[begin DATA FOR THE TASK]

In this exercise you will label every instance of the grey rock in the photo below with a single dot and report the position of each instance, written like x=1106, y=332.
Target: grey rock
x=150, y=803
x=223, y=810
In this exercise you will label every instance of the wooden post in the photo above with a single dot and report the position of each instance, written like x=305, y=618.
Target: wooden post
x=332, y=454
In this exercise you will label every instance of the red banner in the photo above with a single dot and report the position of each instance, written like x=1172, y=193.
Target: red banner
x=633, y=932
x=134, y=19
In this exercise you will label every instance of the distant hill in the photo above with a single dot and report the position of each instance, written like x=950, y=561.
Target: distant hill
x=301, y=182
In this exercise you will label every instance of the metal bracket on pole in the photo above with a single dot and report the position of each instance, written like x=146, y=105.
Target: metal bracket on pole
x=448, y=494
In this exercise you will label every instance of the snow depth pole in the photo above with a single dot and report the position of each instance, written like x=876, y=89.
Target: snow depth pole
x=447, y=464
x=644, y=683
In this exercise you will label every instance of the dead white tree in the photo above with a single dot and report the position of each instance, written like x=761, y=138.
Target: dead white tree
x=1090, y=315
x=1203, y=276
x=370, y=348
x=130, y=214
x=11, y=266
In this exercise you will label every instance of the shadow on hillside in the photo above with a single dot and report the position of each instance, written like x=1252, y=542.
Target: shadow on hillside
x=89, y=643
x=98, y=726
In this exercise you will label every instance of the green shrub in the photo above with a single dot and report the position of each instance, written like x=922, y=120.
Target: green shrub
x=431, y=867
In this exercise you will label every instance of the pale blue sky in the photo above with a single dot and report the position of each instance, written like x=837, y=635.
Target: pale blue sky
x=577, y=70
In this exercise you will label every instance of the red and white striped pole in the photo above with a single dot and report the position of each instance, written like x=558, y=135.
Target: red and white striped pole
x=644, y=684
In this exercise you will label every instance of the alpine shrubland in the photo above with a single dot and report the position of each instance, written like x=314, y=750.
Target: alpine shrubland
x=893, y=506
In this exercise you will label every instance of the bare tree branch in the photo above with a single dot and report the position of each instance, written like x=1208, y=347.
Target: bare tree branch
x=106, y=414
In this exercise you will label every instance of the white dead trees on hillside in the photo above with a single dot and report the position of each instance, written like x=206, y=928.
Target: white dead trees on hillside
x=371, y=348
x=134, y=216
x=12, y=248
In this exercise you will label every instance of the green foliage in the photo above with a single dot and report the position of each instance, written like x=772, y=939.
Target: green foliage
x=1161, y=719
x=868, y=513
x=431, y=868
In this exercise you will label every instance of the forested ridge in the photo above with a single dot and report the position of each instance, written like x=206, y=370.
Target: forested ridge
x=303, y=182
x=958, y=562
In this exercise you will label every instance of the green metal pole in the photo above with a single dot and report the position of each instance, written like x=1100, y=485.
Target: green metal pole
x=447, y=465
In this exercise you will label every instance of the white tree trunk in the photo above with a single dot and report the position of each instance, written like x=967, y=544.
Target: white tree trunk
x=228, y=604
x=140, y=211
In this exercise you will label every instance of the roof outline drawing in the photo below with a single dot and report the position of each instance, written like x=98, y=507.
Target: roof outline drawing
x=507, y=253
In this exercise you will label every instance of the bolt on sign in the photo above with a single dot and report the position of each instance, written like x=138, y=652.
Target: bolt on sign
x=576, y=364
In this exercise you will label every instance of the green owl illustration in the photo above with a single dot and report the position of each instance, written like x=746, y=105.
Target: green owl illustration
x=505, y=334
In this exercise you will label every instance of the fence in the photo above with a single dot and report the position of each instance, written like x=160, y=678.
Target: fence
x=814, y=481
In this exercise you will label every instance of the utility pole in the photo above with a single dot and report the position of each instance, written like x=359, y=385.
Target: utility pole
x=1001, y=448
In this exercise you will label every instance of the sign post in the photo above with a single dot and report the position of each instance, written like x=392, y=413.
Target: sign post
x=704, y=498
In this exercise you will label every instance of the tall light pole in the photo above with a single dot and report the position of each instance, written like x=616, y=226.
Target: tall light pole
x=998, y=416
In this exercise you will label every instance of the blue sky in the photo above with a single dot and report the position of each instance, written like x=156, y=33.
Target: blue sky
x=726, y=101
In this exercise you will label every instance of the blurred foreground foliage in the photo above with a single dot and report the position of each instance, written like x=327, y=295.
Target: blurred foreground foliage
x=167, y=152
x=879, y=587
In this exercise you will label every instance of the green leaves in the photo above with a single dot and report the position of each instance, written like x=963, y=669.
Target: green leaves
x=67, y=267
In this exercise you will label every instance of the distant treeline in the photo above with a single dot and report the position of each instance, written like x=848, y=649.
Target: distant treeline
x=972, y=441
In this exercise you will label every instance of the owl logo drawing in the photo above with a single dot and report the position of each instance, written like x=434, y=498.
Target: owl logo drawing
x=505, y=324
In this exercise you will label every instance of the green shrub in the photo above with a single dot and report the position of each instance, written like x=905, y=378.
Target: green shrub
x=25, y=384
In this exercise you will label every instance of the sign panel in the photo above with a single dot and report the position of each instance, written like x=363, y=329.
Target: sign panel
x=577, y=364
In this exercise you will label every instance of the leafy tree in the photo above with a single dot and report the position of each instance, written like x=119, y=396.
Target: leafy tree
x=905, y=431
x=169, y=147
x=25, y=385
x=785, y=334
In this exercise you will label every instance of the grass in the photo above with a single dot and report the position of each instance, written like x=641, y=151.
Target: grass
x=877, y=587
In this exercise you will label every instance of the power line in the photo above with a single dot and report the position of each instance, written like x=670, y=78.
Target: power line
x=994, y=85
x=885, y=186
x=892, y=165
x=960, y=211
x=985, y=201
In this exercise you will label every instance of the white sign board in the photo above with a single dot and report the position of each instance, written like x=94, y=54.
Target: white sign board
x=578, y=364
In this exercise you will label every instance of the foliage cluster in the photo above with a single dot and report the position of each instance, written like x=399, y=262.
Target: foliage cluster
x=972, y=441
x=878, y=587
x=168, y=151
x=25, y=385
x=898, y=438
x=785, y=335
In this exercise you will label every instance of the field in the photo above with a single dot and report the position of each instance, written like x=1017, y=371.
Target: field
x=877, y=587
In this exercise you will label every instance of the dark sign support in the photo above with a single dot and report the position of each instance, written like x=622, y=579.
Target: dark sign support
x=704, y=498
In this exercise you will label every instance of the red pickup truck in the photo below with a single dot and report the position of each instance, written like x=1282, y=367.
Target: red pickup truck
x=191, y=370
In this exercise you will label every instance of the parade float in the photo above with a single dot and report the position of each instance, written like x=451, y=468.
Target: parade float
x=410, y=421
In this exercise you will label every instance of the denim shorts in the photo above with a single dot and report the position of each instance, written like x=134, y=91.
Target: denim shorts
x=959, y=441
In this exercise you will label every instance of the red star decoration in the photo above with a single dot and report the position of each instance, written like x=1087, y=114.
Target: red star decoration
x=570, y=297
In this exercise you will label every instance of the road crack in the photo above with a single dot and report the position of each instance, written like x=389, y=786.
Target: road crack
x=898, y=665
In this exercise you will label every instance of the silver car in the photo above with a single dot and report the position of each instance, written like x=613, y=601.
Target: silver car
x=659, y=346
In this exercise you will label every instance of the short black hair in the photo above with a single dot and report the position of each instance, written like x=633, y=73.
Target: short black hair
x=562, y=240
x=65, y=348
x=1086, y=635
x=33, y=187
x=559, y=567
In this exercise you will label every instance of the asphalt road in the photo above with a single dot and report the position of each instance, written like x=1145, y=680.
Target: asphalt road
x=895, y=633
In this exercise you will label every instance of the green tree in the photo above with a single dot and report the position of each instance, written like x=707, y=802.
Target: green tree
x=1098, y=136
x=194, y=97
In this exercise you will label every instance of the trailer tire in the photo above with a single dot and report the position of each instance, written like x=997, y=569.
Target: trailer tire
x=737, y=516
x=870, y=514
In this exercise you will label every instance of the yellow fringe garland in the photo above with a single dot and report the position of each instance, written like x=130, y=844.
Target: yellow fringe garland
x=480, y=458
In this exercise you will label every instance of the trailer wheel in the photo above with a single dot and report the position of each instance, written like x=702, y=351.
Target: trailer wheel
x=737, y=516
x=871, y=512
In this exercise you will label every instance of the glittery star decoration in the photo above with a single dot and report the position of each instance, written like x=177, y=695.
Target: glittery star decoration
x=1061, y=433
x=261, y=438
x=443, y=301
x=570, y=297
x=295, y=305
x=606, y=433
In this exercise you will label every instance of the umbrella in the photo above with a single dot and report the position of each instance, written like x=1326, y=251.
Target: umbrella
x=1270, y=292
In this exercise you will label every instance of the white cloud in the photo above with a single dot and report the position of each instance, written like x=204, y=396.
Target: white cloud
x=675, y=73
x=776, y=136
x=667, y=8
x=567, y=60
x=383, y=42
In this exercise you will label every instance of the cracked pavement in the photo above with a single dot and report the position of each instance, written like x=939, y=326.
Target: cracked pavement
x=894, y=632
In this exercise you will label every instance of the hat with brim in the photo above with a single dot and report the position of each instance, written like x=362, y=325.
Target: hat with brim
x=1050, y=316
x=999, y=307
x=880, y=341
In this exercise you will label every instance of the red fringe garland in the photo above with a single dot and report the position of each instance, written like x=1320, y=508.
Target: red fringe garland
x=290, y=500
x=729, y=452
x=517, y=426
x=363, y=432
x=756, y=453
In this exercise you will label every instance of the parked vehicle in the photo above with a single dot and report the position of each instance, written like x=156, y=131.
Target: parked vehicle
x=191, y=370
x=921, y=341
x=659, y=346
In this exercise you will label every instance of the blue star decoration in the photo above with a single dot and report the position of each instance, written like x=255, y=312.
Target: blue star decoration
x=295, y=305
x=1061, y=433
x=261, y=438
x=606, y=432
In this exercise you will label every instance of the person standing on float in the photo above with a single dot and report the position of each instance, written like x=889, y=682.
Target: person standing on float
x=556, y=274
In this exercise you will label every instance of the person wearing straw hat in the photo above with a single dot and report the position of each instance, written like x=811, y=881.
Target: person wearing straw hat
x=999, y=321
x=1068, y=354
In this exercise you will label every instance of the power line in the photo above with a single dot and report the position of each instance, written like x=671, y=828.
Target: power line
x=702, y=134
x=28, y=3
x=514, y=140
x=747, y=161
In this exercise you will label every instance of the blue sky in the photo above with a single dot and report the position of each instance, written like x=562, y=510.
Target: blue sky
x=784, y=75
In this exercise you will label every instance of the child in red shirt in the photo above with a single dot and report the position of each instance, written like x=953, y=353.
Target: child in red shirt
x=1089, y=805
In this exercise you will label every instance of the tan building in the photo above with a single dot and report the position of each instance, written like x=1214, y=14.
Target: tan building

[end DATA FOR THE TASK]

PROBLEM STATEMENT
Output the stretch of the material above from the line containing "like x=707, y=802." through the line containing "x=871, y=512" as a JSON list of strings, with one string per line and blank lines omitted.

WRITTEN ANSWER
[
  "In this exercise you will label every instance of the green tree in the photo above with a single dot and report the position of each instance, written like x=707, y=802.",
  "Target: green tree",
  "x=1098, y=136",
  "x=194, y=97",
  "In this exercise you will label every instance of the trailer tire in the photo above with a single dot and report the position of each instance, written like x=997, y=569.",
  "Target: trailer tire",
  "x=737, y=516",
  "x=870, y=514",
  "In this exercise you will label every instance of the yellow fringe garland in the photo above with a single dot and report the position of each instance, written like x=130, y=844.",
  "Target: yellow fringe garland",
  "x=480, y=458",
  "In this exercise you will label every instance of the trailer wheel in the photo above with a single dot and report the position of each instance, written like x=702, y=351.",
  "Target: trailer wheel",
  "x=737, y=516",
  "x=871, y=512"
]